'''

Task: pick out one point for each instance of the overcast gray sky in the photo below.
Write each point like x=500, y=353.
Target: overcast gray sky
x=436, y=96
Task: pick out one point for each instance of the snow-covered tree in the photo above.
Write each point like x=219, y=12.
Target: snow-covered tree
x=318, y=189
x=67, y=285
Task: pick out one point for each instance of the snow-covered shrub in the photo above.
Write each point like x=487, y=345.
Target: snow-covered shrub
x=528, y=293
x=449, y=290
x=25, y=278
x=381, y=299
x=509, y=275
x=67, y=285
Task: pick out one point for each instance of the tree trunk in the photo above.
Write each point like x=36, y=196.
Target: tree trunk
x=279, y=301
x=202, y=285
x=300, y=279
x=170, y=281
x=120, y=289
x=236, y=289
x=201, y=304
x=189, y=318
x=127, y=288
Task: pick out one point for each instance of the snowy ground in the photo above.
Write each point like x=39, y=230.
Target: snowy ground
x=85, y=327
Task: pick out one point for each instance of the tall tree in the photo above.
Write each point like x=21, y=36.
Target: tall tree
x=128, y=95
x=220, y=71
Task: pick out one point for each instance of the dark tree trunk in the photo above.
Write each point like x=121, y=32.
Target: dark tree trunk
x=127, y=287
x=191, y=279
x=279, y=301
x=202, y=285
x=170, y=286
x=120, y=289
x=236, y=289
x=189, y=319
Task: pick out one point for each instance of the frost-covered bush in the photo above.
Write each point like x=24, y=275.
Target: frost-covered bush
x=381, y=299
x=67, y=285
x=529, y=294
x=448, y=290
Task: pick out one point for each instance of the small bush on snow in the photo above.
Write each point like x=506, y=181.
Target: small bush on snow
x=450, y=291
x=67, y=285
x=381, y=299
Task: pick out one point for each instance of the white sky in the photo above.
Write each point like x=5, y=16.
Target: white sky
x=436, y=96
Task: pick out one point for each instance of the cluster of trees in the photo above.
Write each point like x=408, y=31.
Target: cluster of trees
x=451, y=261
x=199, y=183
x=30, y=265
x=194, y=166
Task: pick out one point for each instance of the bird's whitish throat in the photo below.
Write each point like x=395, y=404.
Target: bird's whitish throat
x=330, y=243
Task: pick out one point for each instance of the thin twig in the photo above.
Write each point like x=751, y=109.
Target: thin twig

'''

**What the task requires:**
Format the data from the line containing "Task: pick out one point for each instance of the dark" through the line containing "x=194, y=166", inclusive, as a JSON list of strings. Use one string per line and omit blank lines.

**Completed task:**
[
  "Task: pick out one point for each instance of the dark tree trunk in the photo above.",
  "Write each point like x=121, y=32.",
  "Target: dark tree trunk",
  "x=127, y=287",
  "x=191, y=279",
  "x=279, y=301",
  "x=202, y=285",
  "x=170, y=286",
  "x=120, y=289",
  "x=236, y=289",
  "x=189, y=319",
  "Task: pick out one point for each instance of the frost-covered bush in the photo above.",
  "Write each point like x=24, y=275.",
  "Target: frost-covered bush",
  "x=381, y=299",
  "x=67, y=285",
  "x=529, y=294",
  "x=448, y=290",
  "Task: pick out one point for each instance of the small bush on snow in the photo above.",
  "Write each point like x=506, y=181.",
  "Target: small bush on snow",
  "x=450, y=291",
  "x=67, y=285",
  "x=381, y=299",
  "Task: pick out one point for each instance of the white sky in the photo above.",
  "Write each point like x=5, y=16.",
  "Target: white sky",
  "x=436, y=96",
  "Task: pick out one point for each instance of the cluster of trees in the photo above.",
  "Write each point like x=408, y=31.",
  "Target: cluster of trees",
  "x=451, y=261",
  "x=199, y=183",
  "x=30, y=265",
  "x=194, y=166"
]